PROMPT
Please quote only the lines that start at the one with "Indicate every instance of the white t-shirt" and go on to the last line of the data, both ends kept.

(Dataset entries)
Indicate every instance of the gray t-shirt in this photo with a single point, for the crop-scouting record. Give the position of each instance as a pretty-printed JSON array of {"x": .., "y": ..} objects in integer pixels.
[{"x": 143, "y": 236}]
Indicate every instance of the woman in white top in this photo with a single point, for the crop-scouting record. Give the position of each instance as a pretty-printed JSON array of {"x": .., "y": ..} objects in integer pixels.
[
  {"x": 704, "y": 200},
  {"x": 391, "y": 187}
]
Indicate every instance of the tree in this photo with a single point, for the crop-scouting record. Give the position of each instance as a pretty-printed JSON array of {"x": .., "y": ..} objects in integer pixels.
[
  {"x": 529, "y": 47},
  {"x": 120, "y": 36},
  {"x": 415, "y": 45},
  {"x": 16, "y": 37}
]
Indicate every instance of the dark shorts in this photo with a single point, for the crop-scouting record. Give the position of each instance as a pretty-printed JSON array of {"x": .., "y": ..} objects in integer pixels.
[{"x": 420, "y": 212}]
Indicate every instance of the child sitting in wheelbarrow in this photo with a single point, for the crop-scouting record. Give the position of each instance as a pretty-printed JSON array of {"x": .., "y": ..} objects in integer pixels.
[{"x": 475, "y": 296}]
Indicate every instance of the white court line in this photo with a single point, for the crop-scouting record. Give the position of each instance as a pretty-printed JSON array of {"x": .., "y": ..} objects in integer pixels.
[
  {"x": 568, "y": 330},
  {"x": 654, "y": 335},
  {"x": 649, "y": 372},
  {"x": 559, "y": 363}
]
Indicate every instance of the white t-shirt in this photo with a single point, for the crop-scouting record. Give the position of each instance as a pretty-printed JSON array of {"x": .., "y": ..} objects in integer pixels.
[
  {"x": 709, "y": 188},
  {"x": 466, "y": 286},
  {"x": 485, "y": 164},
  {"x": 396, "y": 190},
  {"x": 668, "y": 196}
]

RESPONSE
Indicate every instance of the white t-shirt in this photo with a single point, for the crop-scouting record. Give the position of each instance as a pretty-printed JSON array of {"x": .., "y": ..} objects in integer pixels.
[
  {"x": 709, "y": 188},
  {"x": 466, "y": 286},
  {"x": 485, "y": 164},
  {"x": 396, "y": 190},
  {"x": 668, "y": 196}
]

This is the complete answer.